(Selected excerpt Opens)

If simplified the sentence would be like this:  _So too do demands for forms of "proof" will never be observed_. 
Does it sound normal?  I doubt it.

----------


## translationsnmru

The "simplified" version is definitely not okay, and its meaning is not the same. It could be re-written as follows: _Demands for forms of "proof" will never be observed either._ 
Your original sentence stated a different thing. 
But, anyway, "demands _for_" sounds just fine.
Для примера, по-русски полная версия звучала бы примерно вот так: "То же самое верно в отношении требований предоставить определённые виды доказательств, которые, как предсказывает теория эволюции, никогда не будут наблюдаться".
Нормальная - с точки зрения формальной грамматики - конструкция. 
Теперь ты взял и "упростил" её, выкинув серединку: 
"То же самое верно в отношении требований предоставить определённые виды доказательств  никогда не будут наблюдаться". 
Что получилось? Конец предложения ("никогда не будут наблюдаться") никак не связан грамматически с началом. Вот то же самое имеет место в твоей упрощённой версии. Но проблема связана вовсе не с "demands for" - тут как раз всё нормально.

----------


## Selexin

*translationsnmru*, спасибо, теперь ясно. 
So too do demands for forms of "proof" which [*as* the theory of evolution predicts] will never be observed,... 
С точки зрения грамматики понятно. 
Но теперь не понятен смысл высказывания....
Ну да ладно, это другая тема.

----------


## basurero

> *emeraldeyez*, does the following phrase sound natural for you (a native english speaker)?  _It doesn't listen logical to me._  
> Is _ listen_  a normal word in this context?

 
The *normal* word is "sound". While some people may have heard "listen" used in this way, it is definitely not the *normal word in this context*.

----------


## alexB

> _So too do demands for forms of "proof" will never be observed_. 
> Does it sound normal?  I doubt it.

  It does not make sense at all. You did not provide the context  

> The second way to think you've disproved the theory of evolution is to fail to grasp its consequences, or to ascribe to it consequences it does not have. Arguments of the form "I can't see how X evolved", usually fall into this class. So too do demands for forms of "proof" which the theory of evolution predicts will never be observed, e.g. "a cat turning into a dog", and such similar fatuities

  according to which in your initial sentence *do* stands for *usually fall into this class*, so in its full form the sentence should be  _So demands for forms of "proof" which the theory of evolution predicts will never be observed, e.g. "a cat turning into a dog", and such similar fatuities usually fall into this class too._ 

> *translationsnmru*, спасибо, теперь ясно.

(Selected excerpt Closes)

## Action item A
Translate this sentence from the grammar thread into English: "Но проблема связана вовсе не с "demands for" - тут как раз всё нормально."
## Action item B
Please reproduce the grammar thread word for word, from "Нормальная - с" up to and including "понятен смысл высказывания....".

(Information shown Opens)

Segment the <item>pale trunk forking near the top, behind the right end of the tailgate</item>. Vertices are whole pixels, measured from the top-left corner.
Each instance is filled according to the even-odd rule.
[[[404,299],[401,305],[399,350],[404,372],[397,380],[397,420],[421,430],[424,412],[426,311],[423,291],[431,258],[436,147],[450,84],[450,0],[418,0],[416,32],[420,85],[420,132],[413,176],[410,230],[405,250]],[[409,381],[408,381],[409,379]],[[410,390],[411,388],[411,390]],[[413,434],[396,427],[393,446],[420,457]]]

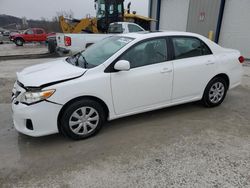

(Information shown Closes)

## Task output A
But the problem has nothing at all to do with "demands for"; that part is perfectly fine.

## Task output B
Нормальная - с точки зрения формальной грамматики - конструкция. 
Теперь ты взял и "упростил" её, выкинув серединку: 
"То же самое верно в отношении требований предоставить определённые виды доказательств  никогда не будут наблюдаться". 
Что получилось? Конец предложения ("никогда не будут наблюдаться") никак не связан грамматически с началом. Вот то же самое имеет место в твоей упрощённой версии. Но проблема связана вовсе не с "demands for" - тут как раз всё нормально.

----------


## Selexin

*translationsnmru*, спасибо, теперь ясно. 
So too do demands for forms of "proof" which [*as* the theory of evolution predicts] will never be observed,... 
С точки зрения грамматики понятно. 
Но теперь не понятен смысл высказывания....